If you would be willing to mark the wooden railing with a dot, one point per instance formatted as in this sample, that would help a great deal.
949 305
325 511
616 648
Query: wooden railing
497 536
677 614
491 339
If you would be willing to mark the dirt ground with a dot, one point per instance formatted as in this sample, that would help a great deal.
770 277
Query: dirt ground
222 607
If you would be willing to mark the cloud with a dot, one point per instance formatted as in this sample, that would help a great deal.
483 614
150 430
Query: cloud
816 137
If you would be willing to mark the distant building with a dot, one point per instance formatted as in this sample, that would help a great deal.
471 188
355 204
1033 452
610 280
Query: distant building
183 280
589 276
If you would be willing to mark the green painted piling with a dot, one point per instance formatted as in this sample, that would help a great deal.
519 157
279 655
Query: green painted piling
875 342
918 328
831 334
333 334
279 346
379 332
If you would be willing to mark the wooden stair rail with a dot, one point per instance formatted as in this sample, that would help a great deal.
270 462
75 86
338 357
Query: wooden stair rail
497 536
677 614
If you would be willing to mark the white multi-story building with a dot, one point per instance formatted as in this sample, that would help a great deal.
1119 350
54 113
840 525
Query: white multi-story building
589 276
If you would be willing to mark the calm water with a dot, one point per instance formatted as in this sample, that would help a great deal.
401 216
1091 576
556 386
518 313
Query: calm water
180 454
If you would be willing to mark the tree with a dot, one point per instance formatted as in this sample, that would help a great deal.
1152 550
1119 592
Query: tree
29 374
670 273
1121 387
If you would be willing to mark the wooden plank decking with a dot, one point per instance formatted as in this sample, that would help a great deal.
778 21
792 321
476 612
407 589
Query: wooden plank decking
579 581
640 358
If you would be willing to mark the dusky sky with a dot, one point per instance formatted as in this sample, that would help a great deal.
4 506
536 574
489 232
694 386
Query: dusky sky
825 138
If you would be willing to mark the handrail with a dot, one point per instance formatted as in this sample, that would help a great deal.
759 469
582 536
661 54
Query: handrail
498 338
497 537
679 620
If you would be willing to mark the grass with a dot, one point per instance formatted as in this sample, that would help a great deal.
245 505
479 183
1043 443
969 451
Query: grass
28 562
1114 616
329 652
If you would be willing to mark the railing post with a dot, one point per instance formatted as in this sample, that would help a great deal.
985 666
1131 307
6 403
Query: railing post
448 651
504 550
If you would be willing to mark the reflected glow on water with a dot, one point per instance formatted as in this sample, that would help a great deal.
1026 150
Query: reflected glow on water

━━━━

> [JOB]:
Could you give the data again from the line containing "If you would be willing to mark the reflected" through the end of the data, swapping every "glow" for "shimmer" and leaving all else unchanged?

> [CORRECT RESULT]:
If you would be willing to mark the reflected shimmer on water with a dot, one point per instance formatted as in this sample, that would help a great deal.
1026 150
Query: reflected shimmer on water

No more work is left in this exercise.